### WORK INSTRUCTION:
The whole listing is to be reproduced exactly as given.

━━━━━ PROVIDED MATERIAL

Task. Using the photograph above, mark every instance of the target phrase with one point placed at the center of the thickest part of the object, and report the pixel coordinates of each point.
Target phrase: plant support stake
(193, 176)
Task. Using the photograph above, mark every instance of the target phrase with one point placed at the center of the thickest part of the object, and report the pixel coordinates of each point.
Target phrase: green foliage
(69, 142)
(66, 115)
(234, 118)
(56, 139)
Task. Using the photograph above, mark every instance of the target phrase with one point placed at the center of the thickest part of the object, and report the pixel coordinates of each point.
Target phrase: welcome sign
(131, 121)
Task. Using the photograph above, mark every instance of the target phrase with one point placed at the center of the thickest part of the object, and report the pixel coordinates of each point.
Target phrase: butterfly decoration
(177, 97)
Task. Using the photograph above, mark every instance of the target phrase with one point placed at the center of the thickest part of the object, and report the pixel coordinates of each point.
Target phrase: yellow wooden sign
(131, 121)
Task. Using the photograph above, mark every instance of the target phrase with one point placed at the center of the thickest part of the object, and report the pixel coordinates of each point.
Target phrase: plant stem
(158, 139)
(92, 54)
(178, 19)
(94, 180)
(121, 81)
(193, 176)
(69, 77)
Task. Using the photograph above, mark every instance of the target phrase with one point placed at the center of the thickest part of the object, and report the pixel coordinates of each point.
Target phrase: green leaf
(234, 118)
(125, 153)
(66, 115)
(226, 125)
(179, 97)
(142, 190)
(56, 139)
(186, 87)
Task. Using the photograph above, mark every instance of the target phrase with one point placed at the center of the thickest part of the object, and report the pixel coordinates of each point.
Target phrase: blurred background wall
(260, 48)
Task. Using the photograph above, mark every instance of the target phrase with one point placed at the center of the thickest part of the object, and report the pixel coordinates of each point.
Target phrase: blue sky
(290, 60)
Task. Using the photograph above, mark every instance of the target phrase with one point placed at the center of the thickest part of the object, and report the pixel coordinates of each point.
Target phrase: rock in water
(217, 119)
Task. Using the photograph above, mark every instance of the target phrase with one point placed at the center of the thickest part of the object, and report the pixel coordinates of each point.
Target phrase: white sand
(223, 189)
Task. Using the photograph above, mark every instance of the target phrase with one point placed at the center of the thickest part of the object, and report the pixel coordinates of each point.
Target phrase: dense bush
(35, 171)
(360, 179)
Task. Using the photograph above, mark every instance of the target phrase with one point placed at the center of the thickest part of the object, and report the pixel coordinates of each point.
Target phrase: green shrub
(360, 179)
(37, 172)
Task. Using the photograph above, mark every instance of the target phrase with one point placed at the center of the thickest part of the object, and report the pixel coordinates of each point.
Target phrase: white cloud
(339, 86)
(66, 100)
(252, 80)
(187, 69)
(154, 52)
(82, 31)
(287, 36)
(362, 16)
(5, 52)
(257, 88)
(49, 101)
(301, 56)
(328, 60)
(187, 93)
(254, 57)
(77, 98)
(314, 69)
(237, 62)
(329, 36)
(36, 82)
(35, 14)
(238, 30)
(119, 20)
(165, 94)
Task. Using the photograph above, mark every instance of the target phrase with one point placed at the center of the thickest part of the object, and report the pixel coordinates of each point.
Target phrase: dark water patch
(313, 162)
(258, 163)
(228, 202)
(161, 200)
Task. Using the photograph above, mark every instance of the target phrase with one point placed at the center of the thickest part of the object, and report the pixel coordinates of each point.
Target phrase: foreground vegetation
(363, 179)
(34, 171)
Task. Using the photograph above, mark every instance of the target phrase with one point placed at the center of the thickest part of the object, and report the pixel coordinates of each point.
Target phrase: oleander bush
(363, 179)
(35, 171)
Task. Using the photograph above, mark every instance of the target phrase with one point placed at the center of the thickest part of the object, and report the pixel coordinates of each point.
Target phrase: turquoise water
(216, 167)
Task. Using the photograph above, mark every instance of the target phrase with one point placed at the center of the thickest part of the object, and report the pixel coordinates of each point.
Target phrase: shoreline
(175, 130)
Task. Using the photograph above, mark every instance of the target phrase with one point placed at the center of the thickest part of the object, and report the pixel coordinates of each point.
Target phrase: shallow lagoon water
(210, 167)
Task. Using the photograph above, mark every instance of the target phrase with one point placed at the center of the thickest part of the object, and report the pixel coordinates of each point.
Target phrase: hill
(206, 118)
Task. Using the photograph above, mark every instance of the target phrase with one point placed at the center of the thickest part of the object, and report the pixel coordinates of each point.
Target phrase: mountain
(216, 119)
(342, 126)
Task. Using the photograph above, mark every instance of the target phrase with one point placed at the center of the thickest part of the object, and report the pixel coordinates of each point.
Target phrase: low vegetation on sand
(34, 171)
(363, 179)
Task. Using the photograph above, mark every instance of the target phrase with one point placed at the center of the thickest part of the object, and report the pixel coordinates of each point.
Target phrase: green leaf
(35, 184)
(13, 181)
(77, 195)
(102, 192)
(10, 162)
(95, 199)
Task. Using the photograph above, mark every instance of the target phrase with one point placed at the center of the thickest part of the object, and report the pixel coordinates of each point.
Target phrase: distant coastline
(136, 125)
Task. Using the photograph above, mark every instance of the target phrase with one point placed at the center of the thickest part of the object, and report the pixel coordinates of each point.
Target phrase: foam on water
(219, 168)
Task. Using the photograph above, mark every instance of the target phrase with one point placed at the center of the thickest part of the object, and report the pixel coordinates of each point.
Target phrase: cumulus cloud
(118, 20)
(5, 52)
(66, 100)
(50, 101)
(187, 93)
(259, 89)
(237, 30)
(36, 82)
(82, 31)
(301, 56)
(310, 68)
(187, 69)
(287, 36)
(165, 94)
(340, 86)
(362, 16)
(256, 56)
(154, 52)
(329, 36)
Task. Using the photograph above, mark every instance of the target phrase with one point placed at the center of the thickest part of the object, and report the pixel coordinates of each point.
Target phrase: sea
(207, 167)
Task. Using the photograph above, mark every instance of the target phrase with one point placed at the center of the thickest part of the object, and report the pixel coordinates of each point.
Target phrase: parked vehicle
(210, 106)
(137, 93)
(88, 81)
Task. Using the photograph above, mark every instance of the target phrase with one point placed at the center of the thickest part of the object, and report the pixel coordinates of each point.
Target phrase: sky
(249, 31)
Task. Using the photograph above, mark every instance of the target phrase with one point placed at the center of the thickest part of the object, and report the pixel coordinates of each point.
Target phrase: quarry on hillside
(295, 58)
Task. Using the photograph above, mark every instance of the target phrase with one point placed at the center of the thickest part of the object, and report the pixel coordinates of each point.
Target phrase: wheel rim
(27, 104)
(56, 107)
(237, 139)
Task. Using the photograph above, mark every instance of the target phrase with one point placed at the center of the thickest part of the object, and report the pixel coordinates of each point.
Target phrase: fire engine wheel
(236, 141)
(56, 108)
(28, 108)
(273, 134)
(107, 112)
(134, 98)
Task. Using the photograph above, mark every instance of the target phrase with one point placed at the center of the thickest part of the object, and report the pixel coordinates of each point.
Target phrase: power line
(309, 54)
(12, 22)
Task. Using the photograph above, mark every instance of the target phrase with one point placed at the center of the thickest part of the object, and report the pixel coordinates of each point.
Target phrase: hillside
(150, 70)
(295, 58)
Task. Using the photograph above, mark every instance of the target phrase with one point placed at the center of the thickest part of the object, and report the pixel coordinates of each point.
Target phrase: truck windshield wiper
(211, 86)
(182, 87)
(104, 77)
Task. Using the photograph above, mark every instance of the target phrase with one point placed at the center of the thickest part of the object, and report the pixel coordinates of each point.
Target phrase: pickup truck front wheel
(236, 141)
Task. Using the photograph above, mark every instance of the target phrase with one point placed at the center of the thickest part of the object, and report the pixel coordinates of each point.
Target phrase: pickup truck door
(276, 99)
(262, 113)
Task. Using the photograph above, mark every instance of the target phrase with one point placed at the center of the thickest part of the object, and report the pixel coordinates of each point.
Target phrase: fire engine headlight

━━━━━━━━━━

### EXPECTED ANSWER:
Task. Using the photograph above, mark every instance of the target phrase with one point placed at the center of the thickest part of the object, and report the pixel coordinates of each point.
Target phrase: plant support stake
(193, 176)
Task. Using the photograph above, mark every instance of the target phrase with one point placed at the center of the thickest part of the object, and report the pixel coordinates of each point.
Target phrase: green foliage
(69, 142)
(66, 115)
(234, 118)
(56, 139)
Task. Using the photograph above, mark every instance of the target phrase with one point placed at the center of the thickest part of the object, and report the pixel coordinates of each point.
Target phrase: welcome sign
(131, 121)
Task. Using the photograph above, mark every instance of the target phrase with one point placed at the center of the thickest part of the object, and report the pixel coordinates of each point.
Target phrase: butterfly decoration
(177, 97)
Task. Using the photograph above, mark every instance of the target phrase with one point placed at the center of the thickest part of the object, and report the pixel coordinates of each point.
Target phrase: yellow wooden sign
(131, 121)
Task. Using the photograph above, mark every instance of the target phrase with one point placed at the center of the thickest part of the object, and report the pixel coordinates of each point.
Target phrase: plant stem
(158, 139)
(92, 54)
(178, 19)
(94, 180)
(121, 81)
(193, 176)
(69, 77)
Task. Using the photograph above, mark every instance of the target phrase with one point placed at the center of the thickest part of the object, and report the pixel coordinates of each point.
Target phrase: green leaf
(234, 118)
(125, 153)
(66, 115)
(226, 125)
(179, 97)
(142, 190)
(56, 139)
(186, 87)
Task. Using the photograph above, mark every instance of the target phrase with one point placed at the center of the thickest part of the object, and report the pixel coordinates of each point.
Target phrase: blurred background wall
(260, 48)
Task. Using the photograph above, mark every instance of the target phrase with one point placed at the center of the thickest part of the object, and report the pixel coordinates of each point.
Target phrase: blue sky
(290, 60)
Task. Using the photograph above, mark every instance of the target phrase with one point placed at the center of the thickest part of the object, and report the pixel coordinates of each point.
Target phrase: rock in water
(217, 119)
Task. Using the photograph above, mark every instance of the target phrase with one point placed at the center of the thickest part of the object, and report the pixel coordinates of each point.
Target phrase: white sand
(223, 189)
Task. Using the photograph above, mark every instance of the target phrase with one point placed at the center of the thickest part of the object, and report the pixel coordinates of each point.
Target phrase: dense bush
(35, 171)
(360, 179)
Task. Using the photograph above, mark every instance of the target phrase with one point placed at the center of the thickest part of the object, and report the pixel coordinates of each point.
Target phrase: green shrub
(360, 179)
(37, 172)
Task. Using the photograph above, mark every instance of the target phrase with one point placed at the center of the thickest part of the object, and report the pixel coordinates of each point.
Target phrase: white cloud
(339, 86)
(66, 100)
(252, 80)
(187, 69)
(154, 52)
(82, 31)
(287, 36)
(362, 16)
(5, 52)
(257, 88)
(49, 101)
(301, 56)
(328, 60)
(187, 93)
(254, 57)
(77, 98)
(314, 69)
(237, 62)
(329, 36)
(36, 82)
(35, 14)
(238, 30)
(119, 20)
(165, 94)
Task. Using the photograph above, mark every instance of the target phrase with one point placed at the center of the thickest part of the object, and report the pixel coordinates of each point.
Target phrase: dark water patch
(313, 162)
(258, 163)
(228, 202)
(161, 200)
Task. Using the photograph above, mark every instance of the target phrase with one point placed at the center of the thickest part of the object, and report the pixel coordinates of each point.
Target phrase: foreground vegetation
(363, 179)
(34, 171)
Task. Using the photograph above, mark every instance of the target phrase with one point placed at the center of the thickest part of the object, and report the pixel coordinates of each point.
Target phrase: oleander bush
(363, 179)
(35, 171)
Task. Using the photograph above, mark every instance of the target phrase with one point placed at the center of the thickest part of the object, and report the pixel coordinates of each point.
Target phrase: turquoise water
(216, 167)
Task. Using the photograph above, mark every instance of the target phrase with one point placed at the center of the thickest part of the object, and report the pixel coordinates of each point.
Target phrase: shoreline
(175, 130)
Task. Using the photograph above, mark every instance of the target phrase with one point placed at the center of the thickest part of the object, and report the pixel coordinates of each point.
Target phrase: shallow lagoon water
(210, 167)
Task. Using the photograph above, mark every instance of the target phrase with one point placed at the center of the thickest part of the object, and report the pixel coordinates of each point.
Target phrase: hill
(206, 118)
Task. Using the photograph above, mark every instance of the target phrase with one point placed at the center of the thickest part of the object, and report the pixel coordinates of each point.
Target phrase: mountain
(216, 119)
(342, 126)
Task. Using the photograph above, mark every instance of the target phrase with one point placed at the center of the thickest part of the object, and report the pixel coordinates of each point.
Target phrase: low vegetation on sand
(34, 171)
(363, 179)
Task. Using the photograph above, mark every instance of the target phrase with one point placed at the center of the thickest part of the object, and report the pixel coordinates of each point.
Target phrase: green leaf
(35, 184)
(13, 181)
(77, 195)
(102, 192)
(10, 162)
(95, 199)
Task. Using the photograph above, mark every instance of the target phrase with one point placed at the center of the thickest part of the object, and report the pixel coordinates of each point.
Target phrase: distant coastline
(136, 125)
Task. Using the photograph above, mark every instance of the target phrase with one point placed at the center of the thickest part of the object, and report the pixel coordinates of each point.
Target phrase: foam on water
(219, 168)
Task. Using the photograph above, mark every instance of the target phrase with one point placed at the center of the thickest part of the object, and report the pixel coordinates of each point.
Target phrase: cumulus cloud
(118, 20)
(5, 52)
(66, 100)
(50, 101)
(187, 93)
(259, 89)
(237, 30)
(36, 82)
(82, 31)
(301, 56)
(310, 68)
(187, 69)
(287, 36)
(165, 94)
(340, 86)
(362, 16)
(256, 56)
(154, 52)
(329, 36)
Task. Using the photograph above, mark every instance of the target phrase with one point placed at the center of the thickest part of the object, and report the pixel coordinates of each point.
Target phrase: sea
(207, 167)
Task. Using the photograph above, mark every instance of the target phrase with one point placed at the center of the thickest part of the object, and report the pixel coordinates of each point.
Target phrase: parked vehicle
(210, 106)
(137, 93)
(88, 81)
Task. Using the photograph above, mark every instance of the target phrase with one point placed at the center of the thickest part of the object, and report the pixel coordinates of each point.
Target phrase: sky
(249, 31)
Task. Using the photograph above, mark every instance of the target phrase with one point placed at the center of the thickest part of the object, and report the pixel coordinates of each point.
Target phrase: quarry on hillside
(295, 58)
Task. Using the photograph above, mark every instance of the target phrase with one point placed at the center of the thickest part of the object, and report the pixel coordinates of each point.
Target phrase: wheel rim
(27, 104)
(56, 107)
(237, 139)
Task. Using the photograph above, mark every instance of the target phrase with one point placed at the center of the thickest part of the object, and report the pixel coordinates of each point.
Target phrase: fire engine wheel
(236, 141)
(56, 108)
(28, 108)
(273, 134)
(107, 112)
(134, 98)
Task. Using the photograph above, mark every instance of the target phrase with one point placed at the center of the thickest part of the object, and report the pixel coordinates of each point.
Target phrase: power line
(309, 54)
(12, 22)
Task. Using the photograph above, mark every instance of the target phrase with one point placed at the center of the thickest part of the object, and report the pixel coordinates of each point.
Target phrase: hillside
(150, 70)
(295, 58)
Task. Using the photograph above, mark every instance of the target phrase with one point placed at the center of the thickest part of the object, and report the pixel coordinates of each point.
Target phrase: truck windshield wiper
(211, 86)
(182, 87)
(104, 77)
Task. Using the photograph above, mark every instance of the target phrase with one point placed at the center of the thickest part of the object, and report the pixel coordinates of each point.
Target phrase: pickup truck front wheel
(236, 141)
Task. Using the photograph above, mark every instance of the target phrase with one point placed at the center of the thickest part of the object, and report the pixel coordinates of each point.
Target phrase: pickup truck door
(276, 99)
(262, 113)
Task. Using the photograph above, mark every instance of the target phrase with one point placed at the center of the thickest part of the object, and report the pixel coordinates of each point.
Target phrase: fire engine headlight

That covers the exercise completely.